___ TEXTO

Parecemos uma
decorrência simples de nós mesmos. Descreio da linearidade da História, mas às
vezes me fica a impressão que somos, nos privilégios de certas castas de hoje,
um simples desdobramento das desigualdades do passado.
Com a vinda da Corte portuguesa ao Brasil, em fuga
apressada de Napoleão Bonaparte, aqui aportaram regalias de nobreza. Aos
nobres, então, se reservou o que havia de melhor na Colônia. E o melhor era
trabalhar no aparato estatal real, ou seja, em algum emprego público.
Entre 15 e 25 mil, é o número estimado de cortesãos que
atravessaram o Atlântico. Deduzindo-se as mulheres, as crianças e alguns
serviçais, supõe-se que foram criados, para acomodar quem concernia à Corte,
algo entre 5 e 10 mil empregos públicos.
Empregos para pôr em disposição adequada a gente que se
confundia com a máquina administrativa do Estado português sediado, por
circunstâncias forçosas, nestas terras além-mar. Não obstante fugido às pressas
para a Colônia, Portugal teve tempo de trazer na bagagem os modos portugueses
de ser.
Dessa forma, a nossa Coisa Pública nos caiu empacotada,
lançada faustosa sobre o que tínhamos de uma incipiente Sociedade. Não fomos
construindo, conforme os desdobramentos das necessidades, a nossa burocracia
estatal; o Reino trasladado deitou-se pronto sobre o Brasil.
No andar dos acontecimentos, o lugar nobre do emprego
público foi inaugurado pelos áulicos e, depois, se tornou recinto dos filhos
dos coronéis da política. Por fim, resultou em prêmio para os indicados
partidários, que souberam ser mantidos por “direitos adquiridos”.
Oriundo desse quadro, está aí, ainda hoje, a nobreza do
emprego no Estado. Um corporativismo que compartilha vantagens majestáticas, ao
contrário do trabalho na iniciativa privada, que não as possui, embora
indiretamente as sustente. As repartições públicas, enfim, permanecem fato ou
são consequência das partilhas partidarizadas da sua gerência e dos
penduricalhos de “vantagens asseguradas”.

______
___ LINHAS DE DADOS

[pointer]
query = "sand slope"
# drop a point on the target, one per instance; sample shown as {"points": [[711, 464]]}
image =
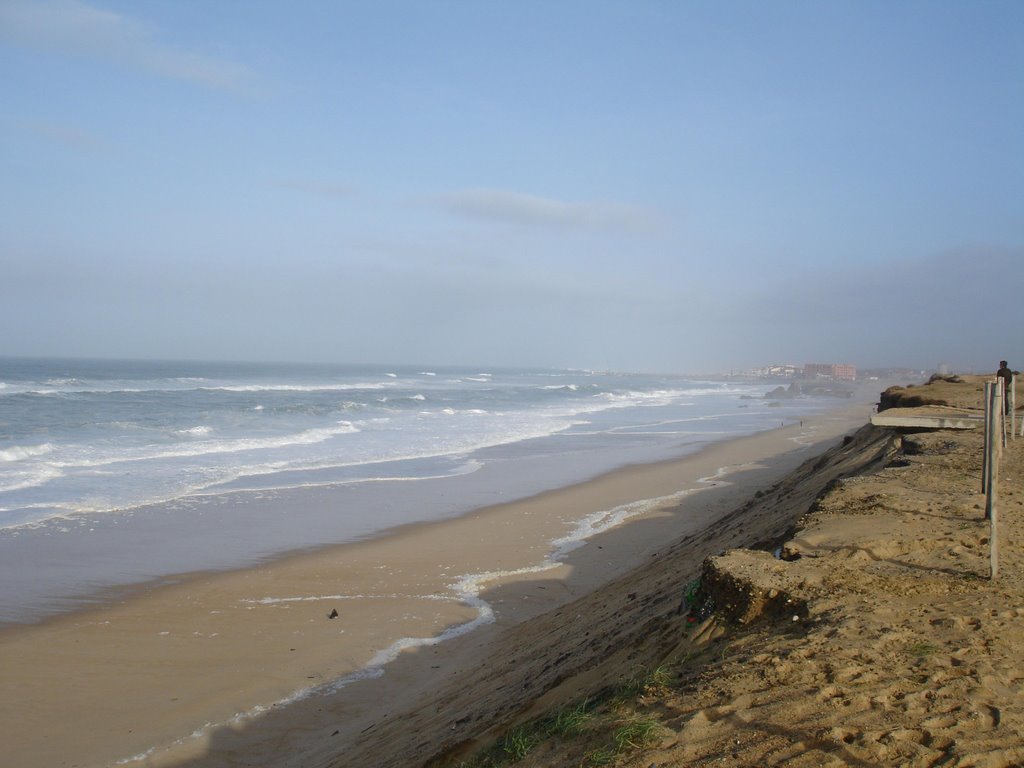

______

EXERCÍCIOS PROPOSTOS
(a) De acordo com o texto sobre o emprego público no Brasil, quantos cortesãos, segundo a estimativa, atravessaram o Atlântico?
(b) Reescreva o trecho do texto sobre o emprego público entre “Entre 15 e 25” e “mil empregos públicos.”, inclusive, trocando “Atlântico” por “oceano”.

SOLUÇÕES DOS EXERCÍCIOS
(a) Entre 15 e 25 mil cortesãos.

(b)
Entre 15 e 25 mil, é o número estimado de cortesãos que
atravessaram o oceano. Deduzindo-se as mulheres, as crianças e alguns
serviçais, supõe-se que foram criados, para acomodar quem concernia à Corte,
algo entre 5 e 10 mil empregos públicos.